Aşağıdaki, CHP'nin yerel seçim ittifakı arayışını eleştiren yazıyı son cümlesinden sonra sürdür.

++++ Kaynak metin ++++

ANALİZ

CHP kendini bu kadar ezdirmemeli


Yerel seçimlere doludizgin giderken CHP ile özellikle İYİ Parti arasında süren “ittifak/iş birliği/güç birliği” çalışmaları bana çok garip geliyor.
Çünkü bu iki parti muhtemelen sarayın çizdiği siyaset yoluna farkında olmadan girdiler ve kendilerini kaptırdılar.
Erdoğan’ın MHP lideri Bahçeli ile yürüttüğü “ittifak” çalışmalarının aynısını yapmaya çalışıyorlar.
Böyle olunca hem mesafe alınmasında zorluk yaşanıyor hem de herkesi tatmin edecek bir sonuca varılamıyor.
Bana göre CHP’nin yanlışı şurada;
Tıpkı AKP gibi CHP de tüm Türkiye’yi kapsayacak bir ittifak/iş birliği peşinde.
Oysa şu gerçeği bilmeliyiz.
Muhalefet için önemli olan iki yer var.
Ankara ve İstanbul.
Bu iki kentte AKP iktidarına son verilmesi Erdoğan’ı zora sokacaktır.
Elbette bu sonuçlar Erdoğan iktidarını yıkmayacaktır ama yaratacağı deprem AKP’yi derinden sarsacak hatta belki de bir bölünmeye bile götürecektir.
Böylelikle merkezi otoritenin zayıflatılması ve demokratik hukuk sistemine dönüşün ilk adımlarının atılması mümkün olacaktır.
Bu nedenle muhalefet iş birliğini öncelikle hatta sadece Ankara ve İstanbul’da yapmalıdır.
CHP’nin İYİ Parti ile Saadet’e söyleyeceği şudur; “Bu iki kenti almak için güç birliği yapmalıyız. Her iki kentte de CHP’nin oy oranı sizlerden daha yüksek. Bu nedenle adayın CHP’li olması daha doğrudur. Ancak biz de aday gösterirken içinize sinecek birini bulmak zorunda olduğumuzu biliyoruz. Bu nedenle içinizin sineceği isimleri ortaya koyarsanız daha hızlı yol alırız.”
Oysa ne yapılıyor; sanki iş birliğinden başka bir çare varmış gibi Ankara ve İstanbul’da olduğu gibi pek çok başka büyük kent için de pazarlıklar yapılıyor.

++++ Satırlar ++++

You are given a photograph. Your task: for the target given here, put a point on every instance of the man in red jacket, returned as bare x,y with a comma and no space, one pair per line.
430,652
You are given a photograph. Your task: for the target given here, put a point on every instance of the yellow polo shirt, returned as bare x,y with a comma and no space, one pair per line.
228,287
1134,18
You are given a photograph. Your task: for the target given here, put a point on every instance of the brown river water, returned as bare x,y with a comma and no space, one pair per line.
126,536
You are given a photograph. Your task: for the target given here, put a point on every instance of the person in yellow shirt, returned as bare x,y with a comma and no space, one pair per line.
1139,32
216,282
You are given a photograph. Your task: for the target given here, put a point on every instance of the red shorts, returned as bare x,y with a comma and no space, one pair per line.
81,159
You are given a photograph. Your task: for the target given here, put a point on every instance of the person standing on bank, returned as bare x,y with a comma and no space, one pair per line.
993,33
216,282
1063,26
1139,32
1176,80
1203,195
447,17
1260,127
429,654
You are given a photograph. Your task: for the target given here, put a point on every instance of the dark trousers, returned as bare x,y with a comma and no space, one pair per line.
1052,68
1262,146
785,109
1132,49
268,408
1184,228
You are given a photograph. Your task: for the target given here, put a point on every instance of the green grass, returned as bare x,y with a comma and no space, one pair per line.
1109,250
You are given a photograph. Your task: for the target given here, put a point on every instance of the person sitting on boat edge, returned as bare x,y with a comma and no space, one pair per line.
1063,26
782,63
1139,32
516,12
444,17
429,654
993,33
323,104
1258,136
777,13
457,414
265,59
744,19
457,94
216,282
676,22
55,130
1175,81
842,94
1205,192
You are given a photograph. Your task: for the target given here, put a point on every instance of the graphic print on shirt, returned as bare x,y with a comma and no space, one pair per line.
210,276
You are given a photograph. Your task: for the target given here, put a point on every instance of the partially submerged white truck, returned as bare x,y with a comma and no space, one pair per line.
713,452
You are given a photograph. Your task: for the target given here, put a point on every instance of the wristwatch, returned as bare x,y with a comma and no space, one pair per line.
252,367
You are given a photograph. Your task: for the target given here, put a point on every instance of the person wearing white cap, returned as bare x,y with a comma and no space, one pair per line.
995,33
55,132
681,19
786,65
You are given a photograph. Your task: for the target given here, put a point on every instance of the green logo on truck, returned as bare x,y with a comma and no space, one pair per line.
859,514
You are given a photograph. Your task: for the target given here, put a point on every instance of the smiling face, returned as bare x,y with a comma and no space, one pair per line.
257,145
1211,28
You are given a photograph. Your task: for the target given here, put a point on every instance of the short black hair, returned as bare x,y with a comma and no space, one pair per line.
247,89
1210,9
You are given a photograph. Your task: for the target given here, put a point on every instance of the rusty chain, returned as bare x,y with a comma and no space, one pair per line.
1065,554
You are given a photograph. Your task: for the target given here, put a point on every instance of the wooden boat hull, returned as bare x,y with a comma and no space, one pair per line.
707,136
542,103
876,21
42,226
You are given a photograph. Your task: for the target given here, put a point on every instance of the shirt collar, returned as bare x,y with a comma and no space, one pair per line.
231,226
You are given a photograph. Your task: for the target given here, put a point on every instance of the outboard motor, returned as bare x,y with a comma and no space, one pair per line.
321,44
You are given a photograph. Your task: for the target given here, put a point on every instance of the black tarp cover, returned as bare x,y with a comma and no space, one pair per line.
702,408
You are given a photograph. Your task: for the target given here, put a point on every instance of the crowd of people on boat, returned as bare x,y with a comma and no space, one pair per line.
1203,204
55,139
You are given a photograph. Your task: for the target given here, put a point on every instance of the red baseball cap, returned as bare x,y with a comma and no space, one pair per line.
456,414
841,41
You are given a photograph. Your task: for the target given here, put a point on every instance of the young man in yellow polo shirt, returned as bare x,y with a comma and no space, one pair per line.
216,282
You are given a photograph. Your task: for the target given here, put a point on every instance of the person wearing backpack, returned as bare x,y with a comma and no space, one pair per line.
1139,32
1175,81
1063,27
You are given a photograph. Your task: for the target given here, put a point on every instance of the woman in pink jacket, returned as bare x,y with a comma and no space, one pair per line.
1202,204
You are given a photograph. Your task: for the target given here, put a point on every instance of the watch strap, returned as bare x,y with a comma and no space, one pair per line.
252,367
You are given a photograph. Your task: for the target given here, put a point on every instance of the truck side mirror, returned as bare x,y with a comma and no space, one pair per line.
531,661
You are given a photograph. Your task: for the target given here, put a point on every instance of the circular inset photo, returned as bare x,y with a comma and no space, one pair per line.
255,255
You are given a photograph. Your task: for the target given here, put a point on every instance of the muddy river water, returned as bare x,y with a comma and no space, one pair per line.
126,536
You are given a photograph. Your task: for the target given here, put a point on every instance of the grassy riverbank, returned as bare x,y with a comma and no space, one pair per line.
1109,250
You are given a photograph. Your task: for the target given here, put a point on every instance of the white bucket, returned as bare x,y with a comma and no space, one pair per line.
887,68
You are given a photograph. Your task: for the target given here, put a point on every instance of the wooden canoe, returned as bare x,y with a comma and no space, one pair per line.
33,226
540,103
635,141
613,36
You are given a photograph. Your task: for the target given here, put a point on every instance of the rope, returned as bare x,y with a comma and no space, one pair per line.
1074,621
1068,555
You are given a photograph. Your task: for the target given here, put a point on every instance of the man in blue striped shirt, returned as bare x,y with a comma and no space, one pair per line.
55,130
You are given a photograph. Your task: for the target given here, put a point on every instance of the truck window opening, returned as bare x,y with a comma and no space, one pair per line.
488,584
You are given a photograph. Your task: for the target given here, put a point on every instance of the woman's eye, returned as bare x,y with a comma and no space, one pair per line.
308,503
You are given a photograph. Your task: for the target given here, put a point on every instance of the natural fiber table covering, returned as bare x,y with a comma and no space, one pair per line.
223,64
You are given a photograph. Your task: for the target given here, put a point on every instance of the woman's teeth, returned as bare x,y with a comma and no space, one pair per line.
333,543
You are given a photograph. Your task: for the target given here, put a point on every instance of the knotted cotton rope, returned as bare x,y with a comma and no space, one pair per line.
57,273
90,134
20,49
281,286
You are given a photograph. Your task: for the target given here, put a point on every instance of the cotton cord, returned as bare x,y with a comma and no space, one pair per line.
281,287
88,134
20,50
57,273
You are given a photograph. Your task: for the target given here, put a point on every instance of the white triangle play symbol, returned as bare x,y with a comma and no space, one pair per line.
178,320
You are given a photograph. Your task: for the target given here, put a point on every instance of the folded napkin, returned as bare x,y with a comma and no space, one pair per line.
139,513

++++

### Çıktı:
“İstanbul’da senin adayın olursa Ankara’da benim adayım olur.”
Veya şöyle deniyor;
“İzmir’de sizi destekleyelim ama Adana’da da siz aday çıkarmayın, Mersin’de bizi destekleyin Antalya sizin olsun.”
Böyle şey olmaz, olmamalı.
Sadece iki büyük ile odaklanılmalı.
CHP bu tür saçma pazarlıklarla kendini ezdirmemeli ve diğer muhalefete (tamamı) şunu söylemeli; “Amaç AKP iktidarından kurtulmaksa bu iki ilde oyları tek adayda birleştirelim. Aksi takdirde AKP zaten kazanacak. Diğer illerde herkes kendi gücünü göstersin. İstanbul Ankara kazanılmadıktan sonra zaten oraları kazanmanın pek önemi kalmayacak.”
Sonuç olarak CHP pazarlık kapısını kapayıp “Herkes kendi yoluna” derse bu diğer partilerin yararına mı olacak?
Olmayacağına göre başta İYİ Parti muhalif partiler bu fırsatçı pazarlığı bir kenara bırakmalıdır.

BUNU YAZMAK GEREK

Hatalı kararlar bütün muhalefeti gömecek


Muhalefet partileri Ankara ve İstanbul’u AKP’nin elinden almak zorunda.
Aksi takdirde ne CHP’nin ne İYİ Parti’nin ne de diğer partilerin ayakta kalabilmesi çok zor.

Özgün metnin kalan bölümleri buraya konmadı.